[START]
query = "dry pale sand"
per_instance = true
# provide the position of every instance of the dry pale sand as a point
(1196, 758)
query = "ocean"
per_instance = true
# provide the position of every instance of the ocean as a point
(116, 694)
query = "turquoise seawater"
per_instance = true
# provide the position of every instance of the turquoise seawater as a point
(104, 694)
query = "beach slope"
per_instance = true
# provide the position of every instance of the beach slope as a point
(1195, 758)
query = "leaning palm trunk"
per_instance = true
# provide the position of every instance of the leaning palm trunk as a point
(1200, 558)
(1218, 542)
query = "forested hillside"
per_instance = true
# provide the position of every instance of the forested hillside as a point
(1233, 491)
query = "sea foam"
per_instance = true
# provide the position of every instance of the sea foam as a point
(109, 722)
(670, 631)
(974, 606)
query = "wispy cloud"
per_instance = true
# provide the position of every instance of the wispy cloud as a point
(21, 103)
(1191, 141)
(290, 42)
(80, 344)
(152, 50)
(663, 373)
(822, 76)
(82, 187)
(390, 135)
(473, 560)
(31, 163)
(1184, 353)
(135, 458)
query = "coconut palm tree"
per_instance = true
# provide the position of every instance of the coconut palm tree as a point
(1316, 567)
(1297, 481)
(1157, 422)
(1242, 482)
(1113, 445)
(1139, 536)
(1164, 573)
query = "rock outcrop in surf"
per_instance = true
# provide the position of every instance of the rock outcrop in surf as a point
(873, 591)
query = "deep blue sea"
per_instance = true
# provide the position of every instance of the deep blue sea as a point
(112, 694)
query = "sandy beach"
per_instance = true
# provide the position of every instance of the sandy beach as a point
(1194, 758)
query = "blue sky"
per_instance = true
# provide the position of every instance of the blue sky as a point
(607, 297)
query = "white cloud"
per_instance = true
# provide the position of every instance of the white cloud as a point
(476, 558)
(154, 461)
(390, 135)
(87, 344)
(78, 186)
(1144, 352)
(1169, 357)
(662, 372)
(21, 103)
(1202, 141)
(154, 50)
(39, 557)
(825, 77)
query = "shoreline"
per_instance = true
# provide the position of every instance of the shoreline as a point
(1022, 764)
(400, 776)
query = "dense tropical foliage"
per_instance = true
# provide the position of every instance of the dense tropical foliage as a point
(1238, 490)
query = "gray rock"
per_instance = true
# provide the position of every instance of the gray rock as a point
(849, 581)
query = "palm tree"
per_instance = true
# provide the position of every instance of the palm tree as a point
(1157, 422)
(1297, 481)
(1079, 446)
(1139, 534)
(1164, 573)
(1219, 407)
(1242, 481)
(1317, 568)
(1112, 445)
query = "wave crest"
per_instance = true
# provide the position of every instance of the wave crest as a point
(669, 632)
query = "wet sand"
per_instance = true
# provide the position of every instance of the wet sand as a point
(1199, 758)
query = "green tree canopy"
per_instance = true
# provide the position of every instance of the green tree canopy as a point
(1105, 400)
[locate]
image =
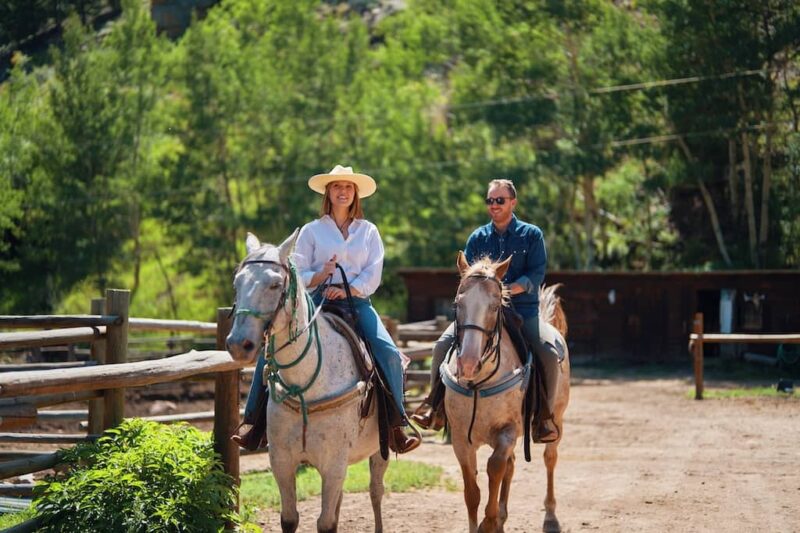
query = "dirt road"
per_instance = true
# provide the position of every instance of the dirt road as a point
(637, 455)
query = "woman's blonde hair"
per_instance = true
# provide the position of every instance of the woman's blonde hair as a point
(355, 210)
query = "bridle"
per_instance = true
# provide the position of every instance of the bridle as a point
(273, 366)
(490, 350)
(493, 335)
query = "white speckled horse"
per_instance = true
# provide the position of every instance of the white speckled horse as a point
(486, 361)
(313, 377)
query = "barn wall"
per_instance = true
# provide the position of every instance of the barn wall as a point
(640, 316)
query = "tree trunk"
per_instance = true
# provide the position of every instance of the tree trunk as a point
(749, 204)
(765, 187)
(712, 211)
(589, 209)
(733, 180)
(137, 249)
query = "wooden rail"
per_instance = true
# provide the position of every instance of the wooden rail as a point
(103, 381)
(58, 321)
(117, 376)
(54, 337)
(153, 324)
(697, 338)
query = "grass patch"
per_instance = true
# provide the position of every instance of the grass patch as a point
(259, 489)
(12, 519)
(743, 392)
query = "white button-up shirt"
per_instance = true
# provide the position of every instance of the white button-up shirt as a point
(360, 255)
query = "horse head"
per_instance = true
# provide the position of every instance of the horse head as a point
(478, 304)
(263, 283)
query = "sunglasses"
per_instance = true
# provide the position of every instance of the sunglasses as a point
(500, 200)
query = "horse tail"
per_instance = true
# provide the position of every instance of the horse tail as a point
(550, 308)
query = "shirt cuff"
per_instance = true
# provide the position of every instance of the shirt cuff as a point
(526, 283)
(358, 286)
(305, 277)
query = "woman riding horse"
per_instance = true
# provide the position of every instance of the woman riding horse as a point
(341, 235)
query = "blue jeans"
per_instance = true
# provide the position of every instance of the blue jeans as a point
(386, 355)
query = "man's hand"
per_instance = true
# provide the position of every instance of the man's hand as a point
(334, 293)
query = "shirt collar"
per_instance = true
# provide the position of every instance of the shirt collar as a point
(510, 228)
(353, 225)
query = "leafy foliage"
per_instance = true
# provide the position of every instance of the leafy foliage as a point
(141, 476)
(144, 161)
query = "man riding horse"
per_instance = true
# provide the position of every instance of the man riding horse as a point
(507, 236)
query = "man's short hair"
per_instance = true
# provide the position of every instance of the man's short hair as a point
(508, 184)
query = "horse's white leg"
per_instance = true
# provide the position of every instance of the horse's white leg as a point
(551, 524)
(496, 469)
(377, 468)
(468, 460)
(284, 472)
(333, 474)
(505, 489)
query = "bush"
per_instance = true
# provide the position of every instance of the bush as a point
(139, 477)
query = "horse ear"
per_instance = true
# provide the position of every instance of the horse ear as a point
(461, 262)
(501, 269)
(251, 243)
(287, 246)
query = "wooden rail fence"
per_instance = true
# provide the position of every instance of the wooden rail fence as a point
(698, 338)
(101, 381)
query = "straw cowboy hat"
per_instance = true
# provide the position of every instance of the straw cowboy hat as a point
(366, 185)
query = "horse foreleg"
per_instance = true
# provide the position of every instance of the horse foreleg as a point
(377, 468)
(467, 459)
(551, 524)
(496, 469)
(332, 486)
(284, 472)
(505, 489)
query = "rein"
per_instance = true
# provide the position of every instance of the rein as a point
(273, 367)
(490, 350)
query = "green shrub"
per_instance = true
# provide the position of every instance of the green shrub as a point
(139, 477)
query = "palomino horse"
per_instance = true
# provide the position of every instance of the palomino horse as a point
(313, 416)
(485, 388)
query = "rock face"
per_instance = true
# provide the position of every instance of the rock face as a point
(174, 16)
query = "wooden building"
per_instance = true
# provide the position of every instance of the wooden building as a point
(642, 316)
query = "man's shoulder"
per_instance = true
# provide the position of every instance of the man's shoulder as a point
(526, 229)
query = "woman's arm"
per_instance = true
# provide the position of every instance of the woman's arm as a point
(369, 279)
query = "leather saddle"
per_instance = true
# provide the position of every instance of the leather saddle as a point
(344, 324)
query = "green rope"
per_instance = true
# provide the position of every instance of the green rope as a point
(273, 367)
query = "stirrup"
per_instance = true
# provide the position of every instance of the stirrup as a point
(247, 437)
(423, 415)
(399, 442)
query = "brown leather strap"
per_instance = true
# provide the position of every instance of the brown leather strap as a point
(341, 327)
(323, 404)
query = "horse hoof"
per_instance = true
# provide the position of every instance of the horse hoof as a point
(551, 525)
(490, 525)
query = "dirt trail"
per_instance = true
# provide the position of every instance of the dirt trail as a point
(637, 455)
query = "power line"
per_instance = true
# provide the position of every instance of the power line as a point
(676, 81)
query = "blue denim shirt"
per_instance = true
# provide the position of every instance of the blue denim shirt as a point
(525, 243)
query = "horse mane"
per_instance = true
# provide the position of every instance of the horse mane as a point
(486, 267)
(259, 253)
(550, 309)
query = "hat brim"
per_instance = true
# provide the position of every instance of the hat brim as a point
(366, 185)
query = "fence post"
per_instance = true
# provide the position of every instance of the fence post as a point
(697, 348)
(226, 404)
(117, 303)
(98, 354)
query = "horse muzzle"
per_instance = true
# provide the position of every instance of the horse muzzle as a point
(241, 348)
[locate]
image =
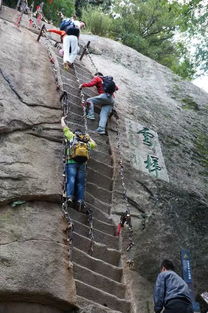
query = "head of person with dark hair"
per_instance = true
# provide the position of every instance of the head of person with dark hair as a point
(79, 132)
(98, 74)
(167, 265)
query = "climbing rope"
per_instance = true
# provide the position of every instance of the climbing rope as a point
(125, 216)
(64, 99)
(89, 212)
(91, 59)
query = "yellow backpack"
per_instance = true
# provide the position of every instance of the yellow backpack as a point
(79, 150)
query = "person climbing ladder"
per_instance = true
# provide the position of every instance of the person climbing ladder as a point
(106, 88)
(78, 149)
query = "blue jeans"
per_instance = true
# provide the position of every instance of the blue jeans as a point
(76, 176)
(104, 114)
(106, 101)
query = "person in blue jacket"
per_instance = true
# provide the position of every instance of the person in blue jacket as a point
(171, 292)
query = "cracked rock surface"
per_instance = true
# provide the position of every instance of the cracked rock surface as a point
(170, 216)
(33, 256)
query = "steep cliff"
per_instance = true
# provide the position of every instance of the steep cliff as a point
(163, 144)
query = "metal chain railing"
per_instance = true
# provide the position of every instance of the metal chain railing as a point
(64, 99)
(91, 59)
(126, 216)
(89, 212)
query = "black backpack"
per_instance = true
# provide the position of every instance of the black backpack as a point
(109, 85)
(66, 23)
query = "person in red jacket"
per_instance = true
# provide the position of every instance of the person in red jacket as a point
(105, 99)
(96, 81)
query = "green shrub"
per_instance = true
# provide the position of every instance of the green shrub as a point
(97, 22)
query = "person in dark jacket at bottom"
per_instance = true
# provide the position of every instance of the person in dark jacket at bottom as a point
(171, 292)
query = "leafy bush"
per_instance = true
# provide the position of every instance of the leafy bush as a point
(97, 22)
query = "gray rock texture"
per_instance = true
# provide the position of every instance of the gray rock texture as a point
(167, 215)
(34, 263)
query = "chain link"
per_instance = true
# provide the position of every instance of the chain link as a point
(64, 99)
(90, 57)
(126, 216)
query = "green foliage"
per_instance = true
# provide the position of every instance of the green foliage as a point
(97, 22)
(50, 9)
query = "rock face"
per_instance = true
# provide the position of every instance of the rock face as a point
(33, 258)
(163, 144)
(169, 213)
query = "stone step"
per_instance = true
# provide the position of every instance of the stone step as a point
(81, 66)
(95, 176)
(68, 75)
(90, 92)
(99, 236)
(110, 256)
(102, 297)
(70, 81)
(93, 307)
(99, 281)
(99, 161)
(99, 266)
(96, 204)
(73, 97)
(99, 213)
(99, 225)
(99, 193)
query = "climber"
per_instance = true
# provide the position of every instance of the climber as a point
(106, 88)
(77, 155)
(70, 40)
(171, 291)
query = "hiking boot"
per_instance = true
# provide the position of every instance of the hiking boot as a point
(69, 201)
(79, 205)
(90, 116)
(66, 66)
(100, 131)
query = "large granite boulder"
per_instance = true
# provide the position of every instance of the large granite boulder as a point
(34, 260)
(163, 144)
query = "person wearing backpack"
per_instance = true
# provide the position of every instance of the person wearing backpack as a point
(106, 88)
(78, 149)
(171, 292)
(70, 41)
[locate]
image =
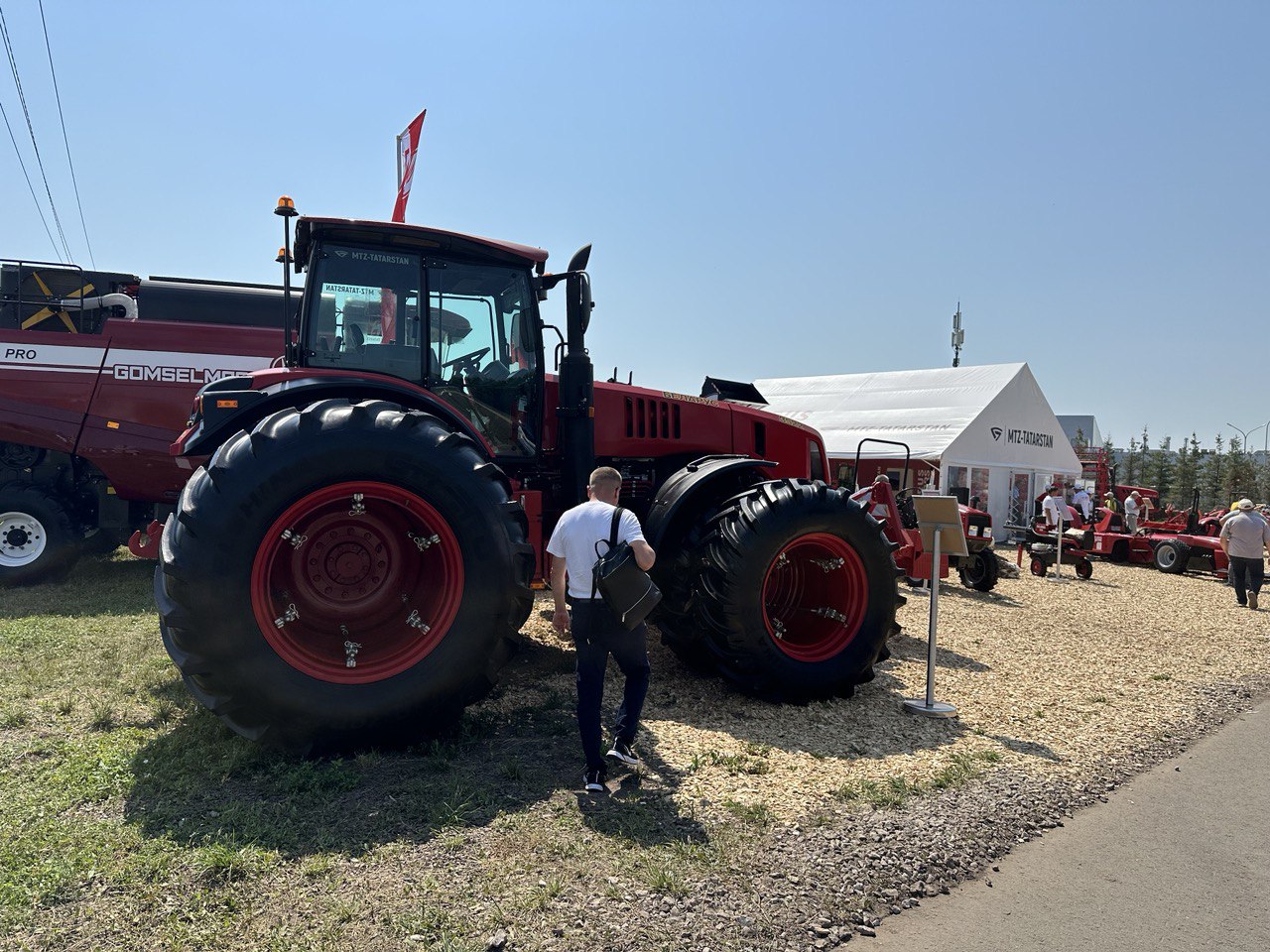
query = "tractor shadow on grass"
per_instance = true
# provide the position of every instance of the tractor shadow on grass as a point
(200, 783)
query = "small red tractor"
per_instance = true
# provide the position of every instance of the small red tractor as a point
(1180, 542)
(979, 570)
(96, 372)
(354, 558)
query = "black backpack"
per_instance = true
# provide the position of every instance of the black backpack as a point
(626, 589)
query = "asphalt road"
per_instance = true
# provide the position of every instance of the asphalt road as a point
(1178, 860)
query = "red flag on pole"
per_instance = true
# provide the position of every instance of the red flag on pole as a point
(408, 149)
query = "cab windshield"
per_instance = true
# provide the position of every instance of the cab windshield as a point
(475, 345)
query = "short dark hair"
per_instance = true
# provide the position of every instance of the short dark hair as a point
(604, 477)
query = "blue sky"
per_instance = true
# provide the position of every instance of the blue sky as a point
(771, 189)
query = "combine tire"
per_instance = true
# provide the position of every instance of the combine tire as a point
(980, 570)
(37, 538)
(1171, 556)
(343, 576)
(797, 592)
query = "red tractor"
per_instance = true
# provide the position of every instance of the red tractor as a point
(353, 562)
(1184, 540)
(979, 570)
(96, 372)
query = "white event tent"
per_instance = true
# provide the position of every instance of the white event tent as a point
(985, 428)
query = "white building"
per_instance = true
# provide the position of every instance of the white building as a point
(988, 429)
(1083, 425)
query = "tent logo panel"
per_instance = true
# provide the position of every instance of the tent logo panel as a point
(1028, 438)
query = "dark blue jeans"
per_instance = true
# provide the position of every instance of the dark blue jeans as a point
(1247, 574)
(595, 635)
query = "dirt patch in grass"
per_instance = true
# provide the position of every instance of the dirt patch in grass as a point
(140, 823)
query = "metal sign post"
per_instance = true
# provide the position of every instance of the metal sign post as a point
(940, 524)
(1058, 540)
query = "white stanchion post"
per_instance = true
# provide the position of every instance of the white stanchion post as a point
(929, 706)
(1058, 540)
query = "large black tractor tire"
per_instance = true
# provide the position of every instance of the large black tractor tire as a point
(1171, 556)
(980, 570)
(37, 537)
(390, 553)
(797, 592)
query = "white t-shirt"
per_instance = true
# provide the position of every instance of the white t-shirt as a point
(1080, 500)
(1056, 509)
(576, 534)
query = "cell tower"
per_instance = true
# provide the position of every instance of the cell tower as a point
(957, 335)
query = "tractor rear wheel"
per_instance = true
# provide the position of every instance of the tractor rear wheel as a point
(980, 570)
(37, 538)
(797, 590)
(343, 576)
(1171, 556)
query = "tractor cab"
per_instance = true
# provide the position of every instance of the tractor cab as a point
(451, 313)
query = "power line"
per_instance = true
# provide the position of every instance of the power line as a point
(58, 93)
(42, 220)
(31, 128)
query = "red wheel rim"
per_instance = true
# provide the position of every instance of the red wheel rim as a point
(370, 588)
(815, 597)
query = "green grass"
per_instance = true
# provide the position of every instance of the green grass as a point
(896, 791)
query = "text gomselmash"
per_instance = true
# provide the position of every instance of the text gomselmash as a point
(169, 375)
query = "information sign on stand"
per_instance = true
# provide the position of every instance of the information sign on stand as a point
(940, 525)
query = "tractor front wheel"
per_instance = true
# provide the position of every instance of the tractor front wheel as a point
(1171, 556)
(343, 576)
(798, 590)
(980, 570)
(37, 538)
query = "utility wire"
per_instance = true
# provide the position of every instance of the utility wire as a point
(22, 98)
(39, 208)
(58, 93)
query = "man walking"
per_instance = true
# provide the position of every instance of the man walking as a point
(1082, 502)
(595, 631)
(1243, 536)
(1132, 503)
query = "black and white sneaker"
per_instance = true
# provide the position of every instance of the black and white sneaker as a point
(622, 752)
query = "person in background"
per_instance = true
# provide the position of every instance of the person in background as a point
(1082, 502)
(1243, 537)
(595, 631)
(1056, 508)
(1132, 504)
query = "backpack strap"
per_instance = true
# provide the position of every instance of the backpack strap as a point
(612, 544)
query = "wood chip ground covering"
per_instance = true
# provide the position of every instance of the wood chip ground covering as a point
(752, 826)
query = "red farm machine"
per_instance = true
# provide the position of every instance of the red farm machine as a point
(96, 373)
(353, 561)
(894, 509)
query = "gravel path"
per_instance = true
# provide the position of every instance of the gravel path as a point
(1069, 687)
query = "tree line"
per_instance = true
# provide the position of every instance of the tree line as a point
(1222, 475)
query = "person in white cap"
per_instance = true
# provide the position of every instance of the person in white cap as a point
(1243, 537)
(1130, 512)
(1082, 502)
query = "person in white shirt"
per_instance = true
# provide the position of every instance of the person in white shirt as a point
(1243, 536)
(595, 631)
(1132, 503)
(1056, 508)
(1082, 502)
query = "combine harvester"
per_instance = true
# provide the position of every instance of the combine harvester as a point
(96, 372)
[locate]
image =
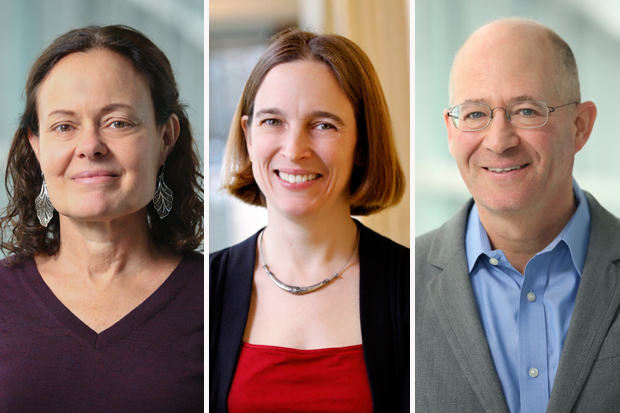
[END]
• _BRIEF_
Report every line of the material that contains the word "outcrop", copying each line in full. Case counts.

• _SOLVED EXERCISE_
query = "rock outcrop in surf"
# provide the position of every instance of the rock outcrop in surf as a point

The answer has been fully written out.